▶ _Фрагмент текста_:
○ ○ ○ ○ ○

Чуть более резкое, чем нужно, моё «Алло» понеслось по проводу куда-то в неизвестном направлении. А на связи была Москва.
«Яр, ёб твою мать,» — Хорошевский сразу обматерил меня. — «Почему я не могу до тебя дозвониться?»
Но прежде чем я успел ещё что-либо подумать и что-то сообразить, он выложил, решительно, будто в холодную воду зашёл: «В-/ин. В-/ин в списках погибших.»
Только секунду было молчание, но оно показалось мне таким страшным и неприличным, словно длилось час.
«Что? Это невозможно.» — сказал я и глупо улыбнулся. Улыбка получилась вялая, жалкая, но я до сих пор не могу себе объяснить, зачем вообще улыбался тогда.
Нет, правда, не может быть. Это какой-то розыгрыш, шутка. Глупая, дурацкая. Юра В-/ин, тот, чью руку я жал всего один день назад. Тот, с кем почти бок о бок мы прошли 3 курса.
Это просто невозможно.
Я представил, как он вошёл в концертный зал. Сел на своё место. Или, может, он постоял где-то в фойе и только потом прошёл внутрь. Вот его последняя фотка: он улыбается, сцена далеко, а жить остаётся, наверное, меньше часа. Или ещё меньше.
Я никогда не жал руку тому, кого убьют меньше, чем через сутки. И потом, я, конечно, терял друзей, но все они гибли там, на войне, и хоть это всё равно оставалось чудовищным и неправильным, но хотя бы чуть-чуть объяснимым: они гибли там, где можно быть убитым. А Юра не был на войне. Его убили слишком далеко от фронта. И тогда с тошнотворным страхом пронеслась вдруг мысль о том, что фронт гораздо ближе, чем мы думаем, и что всё, что, казалось, происходит так далеко, наконец-то долетело эхом и до нас. И мне стало так горько, как никогда ещё не было, и очень-очень растерянным и крохотным в своей беззащитности ощутился вдруг человек и вся его короткая человечная жизнь.

○ ○ ○ ○ ○

▶ _Данные_:
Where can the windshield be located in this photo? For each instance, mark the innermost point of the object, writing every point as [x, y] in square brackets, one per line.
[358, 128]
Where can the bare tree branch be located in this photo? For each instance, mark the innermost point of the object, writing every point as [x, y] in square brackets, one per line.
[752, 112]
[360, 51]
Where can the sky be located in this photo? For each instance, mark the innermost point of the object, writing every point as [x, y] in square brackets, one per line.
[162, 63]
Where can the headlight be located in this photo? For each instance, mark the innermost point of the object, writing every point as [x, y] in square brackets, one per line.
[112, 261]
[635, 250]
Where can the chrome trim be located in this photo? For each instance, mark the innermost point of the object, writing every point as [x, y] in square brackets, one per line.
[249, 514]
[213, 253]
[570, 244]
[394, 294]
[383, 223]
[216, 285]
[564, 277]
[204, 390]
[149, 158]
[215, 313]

○ ○ ○ ○ ○

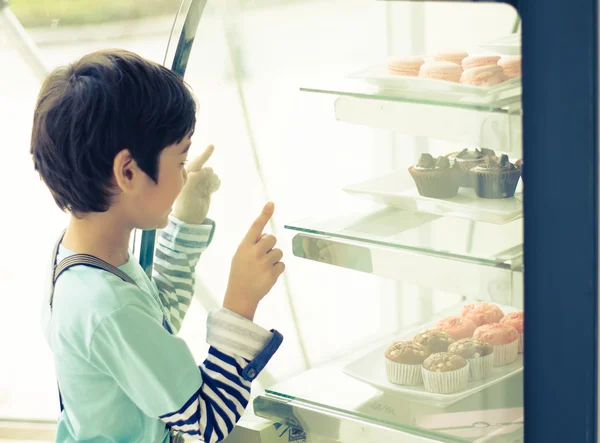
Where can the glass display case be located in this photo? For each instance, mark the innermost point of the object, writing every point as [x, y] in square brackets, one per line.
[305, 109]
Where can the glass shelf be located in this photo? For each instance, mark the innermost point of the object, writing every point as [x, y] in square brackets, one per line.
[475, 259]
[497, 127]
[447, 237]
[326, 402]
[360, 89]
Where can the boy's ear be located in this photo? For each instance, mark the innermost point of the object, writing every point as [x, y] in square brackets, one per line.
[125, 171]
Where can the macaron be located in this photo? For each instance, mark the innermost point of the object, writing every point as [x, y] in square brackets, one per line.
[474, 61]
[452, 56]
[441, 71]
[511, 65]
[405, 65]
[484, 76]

○ ○ ○ ○ ○

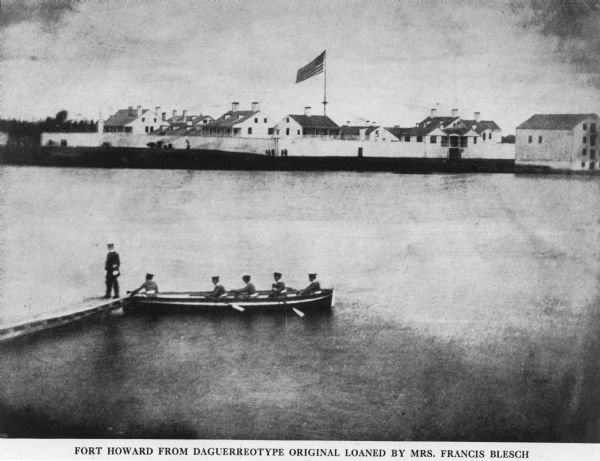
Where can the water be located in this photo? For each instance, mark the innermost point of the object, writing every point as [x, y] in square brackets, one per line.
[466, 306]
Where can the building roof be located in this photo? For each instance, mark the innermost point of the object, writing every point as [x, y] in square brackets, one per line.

○ ○ ○ ○ ○

Перепишите фрагмент текста, начиная со слов «Чуть более резкое, чем» и заканчивая словами «вообще улыбался тогда.». Замените в нём «Москва» на «Минск».

Чуть более резкое, чем нужно, моё «Алло» понеслось по проводу куда-то в неизвестном направлении. А на связи была Минск.
«Яр, ёб твою мать,» — Хорошевский сразу обматерил меня. — «Почему я не могу до тебя дозвониться?»
Но прежде чем я успел ещё что-либо подумать и что-то сообразить, он выложил, решительно, будто в холодную воду зашёл: «В-/ин. В-/ин в списках погибших.»
Только секунду было молчание, но оно показалось мне таким страшным и неприличным, словно длилось час.
«Что? Это невозможно.» — сказал я и глупо улыбнулся. Улыбка получилась вялая, жалкая, но я до сих пор не могу себе объяснить, зачем вообще улыбался тогда.